- **Problem**:
Once the line with "Task: annotate every instance of the house" is found in the entries below, print it and each following line exactly, stopping after the line with "Task: annotate every instance of the ski track"; print nothing else.

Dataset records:

===

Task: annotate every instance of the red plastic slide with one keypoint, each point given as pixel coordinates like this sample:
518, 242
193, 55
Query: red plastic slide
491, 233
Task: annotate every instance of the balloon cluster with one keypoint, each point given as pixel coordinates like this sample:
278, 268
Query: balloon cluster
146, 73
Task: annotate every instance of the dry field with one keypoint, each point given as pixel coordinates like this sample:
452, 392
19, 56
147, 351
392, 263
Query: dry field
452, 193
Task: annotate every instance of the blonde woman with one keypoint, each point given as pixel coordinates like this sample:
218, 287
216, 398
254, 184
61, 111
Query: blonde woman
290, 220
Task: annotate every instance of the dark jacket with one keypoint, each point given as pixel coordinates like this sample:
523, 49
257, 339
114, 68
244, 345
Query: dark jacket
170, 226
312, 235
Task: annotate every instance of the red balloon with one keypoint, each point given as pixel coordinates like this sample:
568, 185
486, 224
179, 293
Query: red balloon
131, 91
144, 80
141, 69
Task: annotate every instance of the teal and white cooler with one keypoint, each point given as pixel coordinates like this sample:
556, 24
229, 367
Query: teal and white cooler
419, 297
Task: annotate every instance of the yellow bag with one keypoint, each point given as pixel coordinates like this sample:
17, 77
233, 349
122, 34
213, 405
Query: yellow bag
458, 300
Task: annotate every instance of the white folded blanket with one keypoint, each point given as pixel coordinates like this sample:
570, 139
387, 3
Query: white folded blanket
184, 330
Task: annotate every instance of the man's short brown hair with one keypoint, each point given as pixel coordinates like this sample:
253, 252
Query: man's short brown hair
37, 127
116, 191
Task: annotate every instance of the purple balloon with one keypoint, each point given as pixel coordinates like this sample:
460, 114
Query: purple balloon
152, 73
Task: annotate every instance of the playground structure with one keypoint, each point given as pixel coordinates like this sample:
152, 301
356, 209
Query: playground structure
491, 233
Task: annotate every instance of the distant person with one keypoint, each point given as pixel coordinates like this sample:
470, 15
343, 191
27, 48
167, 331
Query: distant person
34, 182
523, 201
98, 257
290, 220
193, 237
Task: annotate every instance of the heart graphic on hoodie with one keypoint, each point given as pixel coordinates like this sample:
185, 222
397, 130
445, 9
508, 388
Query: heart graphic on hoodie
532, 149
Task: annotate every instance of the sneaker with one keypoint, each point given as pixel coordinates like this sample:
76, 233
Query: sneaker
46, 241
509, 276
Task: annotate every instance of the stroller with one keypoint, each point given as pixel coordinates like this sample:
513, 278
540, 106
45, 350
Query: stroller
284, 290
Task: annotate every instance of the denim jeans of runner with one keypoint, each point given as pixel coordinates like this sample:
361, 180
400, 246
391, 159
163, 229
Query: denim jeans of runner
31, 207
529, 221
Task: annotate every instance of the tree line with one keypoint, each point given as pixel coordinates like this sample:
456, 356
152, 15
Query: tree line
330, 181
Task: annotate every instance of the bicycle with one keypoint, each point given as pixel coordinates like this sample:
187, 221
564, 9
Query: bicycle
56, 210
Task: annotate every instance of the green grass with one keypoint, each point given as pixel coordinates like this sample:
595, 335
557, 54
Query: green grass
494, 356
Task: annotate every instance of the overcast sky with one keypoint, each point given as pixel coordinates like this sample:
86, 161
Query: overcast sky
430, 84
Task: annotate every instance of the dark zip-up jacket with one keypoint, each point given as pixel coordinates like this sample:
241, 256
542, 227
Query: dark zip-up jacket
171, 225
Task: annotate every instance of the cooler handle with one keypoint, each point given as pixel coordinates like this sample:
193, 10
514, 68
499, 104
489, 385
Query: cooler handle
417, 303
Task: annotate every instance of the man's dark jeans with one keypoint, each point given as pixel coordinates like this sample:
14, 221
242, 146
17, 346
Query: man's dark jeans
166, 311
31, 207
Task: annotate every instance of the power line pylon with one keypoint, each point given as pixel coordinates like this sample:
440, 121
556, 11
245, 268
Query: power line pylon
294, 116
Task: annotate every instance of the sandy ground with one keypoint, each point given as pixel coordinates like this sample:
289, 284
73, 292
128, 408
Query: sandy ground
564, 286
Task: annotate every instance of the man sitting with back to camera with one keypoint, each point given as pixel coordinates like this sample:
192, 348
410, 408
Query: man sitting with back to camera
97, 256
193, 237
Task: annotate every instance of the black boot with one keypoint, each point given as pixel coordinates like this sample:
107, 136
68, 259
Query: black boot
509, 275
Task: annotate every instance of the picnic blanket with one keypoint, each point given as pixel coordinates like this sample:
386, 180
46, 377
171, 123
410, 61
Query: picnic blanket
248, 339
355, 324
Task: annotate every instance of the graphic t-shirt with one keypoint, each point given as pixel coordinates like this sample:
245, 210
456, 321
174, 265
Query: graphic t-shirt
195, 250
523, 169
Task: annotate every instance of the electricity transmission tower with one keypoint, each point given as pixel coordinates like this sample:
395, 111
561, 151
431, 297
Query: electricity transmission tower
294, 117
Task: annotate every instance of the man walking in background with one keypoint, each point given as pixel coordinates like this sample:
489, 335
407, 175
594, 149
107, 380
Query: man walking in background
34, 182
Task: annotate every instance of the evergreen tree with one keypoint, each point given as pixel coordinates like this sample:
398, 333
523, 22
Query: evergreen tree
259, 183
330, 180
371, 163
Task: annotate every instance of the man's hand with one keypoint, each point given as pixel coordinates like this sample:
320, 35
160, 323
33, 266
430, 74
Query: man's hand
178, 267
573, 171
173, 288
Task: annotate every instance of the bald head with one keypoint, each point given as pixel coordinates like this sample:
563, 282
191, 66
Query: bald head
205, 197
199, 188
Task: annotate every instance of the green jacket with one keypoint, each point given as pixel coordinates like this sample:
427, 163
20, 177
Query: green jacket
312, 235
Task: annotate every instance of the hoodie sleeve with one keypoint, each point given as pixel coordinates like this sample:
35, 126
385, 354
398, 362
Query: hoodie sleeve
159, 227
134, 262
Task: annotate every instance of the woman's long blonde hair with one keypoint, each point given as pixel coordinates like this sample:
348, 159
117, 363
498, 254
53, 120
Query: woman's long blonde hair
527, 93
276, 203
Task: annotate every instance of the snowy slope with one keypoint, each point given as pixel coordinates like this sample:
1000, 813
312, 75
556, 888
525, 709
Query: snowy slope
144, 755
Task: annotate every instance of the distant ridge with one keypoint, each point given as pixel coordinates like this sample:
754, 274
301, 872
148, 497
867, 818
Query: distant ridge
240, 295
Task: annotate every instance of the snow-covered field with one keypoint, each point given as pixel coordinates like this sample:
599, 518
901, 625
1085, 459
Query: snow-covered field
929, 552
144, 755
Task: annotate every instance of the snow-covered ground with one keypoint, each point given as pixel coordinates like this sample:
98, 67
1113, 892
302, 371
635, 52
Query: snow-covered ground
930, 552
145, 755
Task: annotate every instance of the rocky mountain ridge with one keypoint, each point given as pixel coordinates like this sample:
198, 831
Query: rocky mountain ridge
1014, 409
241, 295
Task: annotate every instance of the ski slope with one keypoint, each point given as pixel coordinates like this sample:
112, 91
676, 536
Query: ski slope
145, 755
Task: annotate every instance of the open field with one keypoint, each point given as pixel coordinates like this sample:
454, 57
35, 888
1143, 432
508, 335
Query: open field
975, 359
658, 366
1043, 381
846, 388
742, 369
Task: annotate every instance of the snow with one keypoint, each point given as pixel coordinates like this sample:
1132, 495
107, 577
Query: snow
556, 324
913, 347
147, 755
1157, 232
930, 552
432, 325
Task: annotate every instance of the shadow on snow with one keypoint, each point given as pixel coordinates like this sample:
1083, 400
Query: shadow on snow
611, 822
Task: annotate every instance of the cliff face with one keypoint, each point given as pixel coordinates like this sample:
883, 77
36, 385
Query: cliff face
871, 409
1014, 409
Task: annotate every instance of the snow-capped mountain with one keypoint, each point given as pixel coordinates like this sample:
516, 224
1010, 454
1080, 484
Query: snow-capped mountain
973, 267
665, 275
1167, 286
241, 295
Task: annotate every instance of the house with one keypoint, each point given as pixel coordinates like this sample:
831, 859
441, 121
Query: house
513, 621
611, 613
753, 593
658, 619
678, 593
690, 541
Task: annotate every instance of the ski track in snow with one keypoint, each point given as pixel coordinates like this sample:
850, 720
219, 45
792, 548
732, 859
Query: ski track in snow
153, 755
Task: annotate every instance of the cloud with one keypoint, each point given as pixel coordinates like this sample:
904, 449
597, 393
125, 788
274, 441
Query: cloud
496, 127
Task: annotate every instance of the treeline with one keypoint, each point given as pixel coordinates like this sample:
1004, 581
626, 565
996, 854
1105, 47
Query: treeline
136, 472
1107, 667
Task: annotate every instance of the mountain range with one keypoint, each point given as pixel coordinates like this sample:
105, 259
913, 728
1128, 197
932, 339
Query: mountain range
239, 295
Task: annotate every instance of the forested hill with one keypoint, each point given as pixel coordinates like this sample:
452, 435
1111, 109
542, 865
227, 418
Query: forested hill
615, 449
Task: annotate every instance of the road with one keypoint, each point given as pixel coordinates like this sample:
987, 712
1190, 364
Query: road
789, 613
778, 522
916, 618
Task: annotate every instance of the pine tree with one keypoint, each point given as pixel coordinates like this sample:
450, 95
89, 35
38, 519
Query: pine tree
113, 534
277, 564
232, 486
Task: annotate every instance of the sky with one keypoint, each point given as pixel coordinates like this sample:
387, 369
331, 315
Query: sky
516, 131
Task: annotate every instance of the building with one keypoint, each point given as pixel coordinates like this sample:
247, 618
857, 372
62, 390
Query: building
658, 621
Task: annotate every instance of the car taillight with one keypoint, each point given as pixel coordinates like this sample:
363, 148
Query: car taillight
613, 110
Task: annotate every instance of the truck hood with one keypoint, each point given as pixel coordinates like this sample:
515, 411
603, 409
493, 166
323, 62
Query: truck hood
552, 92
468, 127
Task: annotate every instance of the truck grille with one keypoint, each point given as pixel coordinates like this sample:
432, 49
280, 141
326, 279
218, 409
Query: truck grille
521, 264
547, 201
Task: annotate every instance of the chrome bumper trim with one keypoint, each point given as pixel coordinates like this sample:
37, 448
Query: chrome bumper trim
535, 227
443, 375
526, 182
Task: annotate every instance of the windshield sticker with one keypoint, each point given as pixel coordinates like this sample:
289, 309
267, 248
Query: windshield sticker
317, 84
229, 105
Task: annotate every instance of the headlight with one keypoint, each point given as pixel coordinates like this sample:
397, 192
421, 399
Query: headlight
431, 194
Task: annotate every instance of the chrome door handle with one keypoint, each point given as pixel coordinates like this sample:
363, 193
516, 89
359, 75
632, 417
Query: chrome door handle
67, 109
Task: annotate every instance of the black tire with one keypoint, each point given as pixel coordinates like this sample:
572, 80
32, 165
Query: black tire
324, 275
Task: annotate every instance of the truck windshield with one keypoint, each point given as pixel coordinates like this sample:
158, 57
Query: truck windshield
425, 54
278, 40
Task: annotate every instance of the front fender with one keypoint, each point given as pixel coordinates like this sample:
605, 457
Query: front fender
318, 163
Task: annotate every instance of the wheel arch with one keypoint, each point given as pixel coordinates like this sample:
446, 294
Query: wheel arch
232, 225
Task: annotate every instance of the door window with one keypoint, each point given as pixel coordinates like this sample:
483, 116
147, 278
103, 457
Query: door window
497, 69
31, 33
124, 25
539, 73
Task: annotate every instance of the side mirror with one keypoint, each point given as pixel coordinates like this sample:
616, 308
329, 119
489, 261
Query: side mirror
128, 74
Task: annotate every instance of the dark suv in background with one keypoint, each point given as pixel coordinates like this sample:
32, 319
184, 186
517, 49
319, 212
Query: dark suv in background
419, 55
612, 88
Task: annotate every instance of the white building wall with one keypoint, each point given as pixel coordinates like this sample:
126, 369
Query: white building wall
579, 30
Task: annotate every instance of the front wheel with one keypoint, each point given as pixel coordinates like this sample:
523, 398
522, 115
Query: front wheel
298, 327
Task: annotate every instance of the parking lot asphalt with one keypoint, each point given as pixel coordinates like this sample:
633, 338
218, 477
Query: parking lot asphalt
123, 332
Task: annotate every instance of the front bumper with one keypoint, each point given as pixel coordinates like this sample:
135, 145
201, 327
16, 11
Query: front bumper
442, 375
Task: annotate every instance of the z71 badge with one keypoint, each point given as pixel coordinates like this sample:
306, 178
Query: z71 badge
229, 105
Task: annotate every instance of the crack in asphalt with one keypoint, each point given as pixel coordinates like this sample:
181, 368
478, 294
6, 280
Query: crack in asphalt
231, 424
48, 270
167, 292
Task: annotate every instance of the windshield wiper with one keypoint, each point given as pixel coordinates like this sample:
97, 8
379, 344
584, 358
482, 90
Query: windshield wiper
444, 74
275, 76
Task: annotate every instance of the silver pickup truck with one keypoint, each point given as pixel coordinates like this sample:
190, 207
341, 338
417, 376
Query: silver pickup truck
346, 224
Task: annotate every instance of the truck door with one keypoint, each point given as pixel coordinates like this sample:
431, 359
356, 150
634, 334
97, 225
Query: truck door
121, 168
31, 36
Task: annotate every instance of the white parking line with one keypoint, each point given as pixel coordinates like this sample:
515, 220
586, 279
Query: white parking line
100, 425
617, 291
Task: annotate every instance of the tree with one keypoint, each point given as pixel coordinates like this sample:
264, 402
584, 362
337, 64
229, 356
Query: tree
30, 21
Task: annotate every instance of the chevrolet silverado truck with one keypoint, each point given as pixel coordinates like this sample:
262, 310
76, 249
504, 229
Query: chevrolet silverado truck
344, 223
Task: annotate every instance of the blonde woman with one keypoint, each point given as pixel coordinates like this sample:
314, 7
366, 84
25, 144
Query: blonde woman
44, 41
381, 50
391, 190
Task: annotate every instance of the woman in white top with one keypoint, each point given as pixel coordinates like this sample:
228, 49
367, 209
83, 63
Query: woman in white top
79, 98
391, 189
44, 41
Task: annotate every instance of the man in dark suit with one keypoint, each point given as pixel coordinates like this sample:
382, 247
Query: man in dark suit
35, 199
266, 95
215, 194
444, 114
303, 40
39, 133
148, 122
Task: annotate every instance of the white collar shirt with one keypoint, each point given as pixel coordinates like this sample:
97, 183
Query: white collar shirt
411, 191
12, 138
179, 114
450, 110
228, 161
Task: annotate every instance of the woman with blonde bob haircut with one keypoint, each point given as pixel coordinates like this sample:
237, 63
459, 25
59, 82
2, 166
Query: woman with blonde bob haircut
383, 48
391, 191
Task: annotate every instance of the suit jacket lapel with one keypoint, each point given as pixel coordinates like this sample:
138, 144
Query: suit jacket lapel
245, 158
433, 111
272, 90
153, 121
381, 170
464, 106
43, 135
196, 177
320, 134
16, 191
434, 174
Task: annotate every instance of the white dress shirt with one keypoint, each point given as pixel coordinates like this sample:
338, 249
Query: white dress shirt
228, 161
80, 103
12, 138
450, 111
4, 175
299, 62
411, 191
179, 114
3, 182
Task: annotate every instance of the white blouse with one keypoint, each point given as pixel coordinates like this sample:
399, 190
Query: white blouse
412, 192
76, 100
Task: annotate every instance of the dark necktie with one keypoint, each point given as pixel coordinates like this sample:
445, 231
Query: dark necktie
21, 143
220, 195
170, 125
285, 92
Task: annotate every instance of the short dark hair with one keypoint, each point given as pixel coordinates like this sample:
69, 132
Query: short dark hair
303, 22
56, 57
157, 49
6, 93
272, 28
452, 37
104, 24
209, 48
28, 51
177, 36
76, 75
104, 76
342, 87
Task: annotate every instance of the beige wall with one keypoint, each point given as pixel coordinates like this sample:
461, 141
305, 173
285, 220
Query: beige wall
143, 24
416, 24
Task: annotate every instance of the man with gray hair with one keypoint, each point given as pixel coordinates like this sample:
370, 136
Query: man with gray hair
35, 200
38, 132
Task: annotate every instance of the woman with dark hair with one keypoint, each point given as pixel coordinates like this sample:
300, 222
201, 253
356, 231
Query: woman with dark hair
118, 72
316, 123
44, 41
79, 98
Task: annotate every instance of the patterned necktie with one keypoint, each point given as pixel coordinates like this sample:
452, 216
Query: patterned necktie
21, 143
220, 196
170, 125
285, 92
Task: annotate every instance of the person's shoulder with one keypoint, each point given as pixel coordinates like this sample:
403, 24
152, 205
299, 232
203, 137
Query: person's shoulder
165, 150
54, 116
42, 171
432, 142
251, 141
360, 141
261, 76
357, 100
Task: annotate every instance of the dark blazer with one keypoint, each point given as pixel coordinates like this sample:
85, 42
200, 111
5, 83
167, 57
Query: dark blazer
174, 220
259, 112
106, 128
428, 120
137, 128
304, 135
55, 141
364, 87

===

- **Answer below**:
Task: annotate every instance of the house with one keypoint, each point given as pixel coordinates like this sample:
831, 859
441, 121
Query: house
513, 621
611, 613
753, 593
658, 619
678, 593
690, 541
Task: annotate every instance of the ski track in snow with one keypoint, each point given as pixel coordinates like this sample:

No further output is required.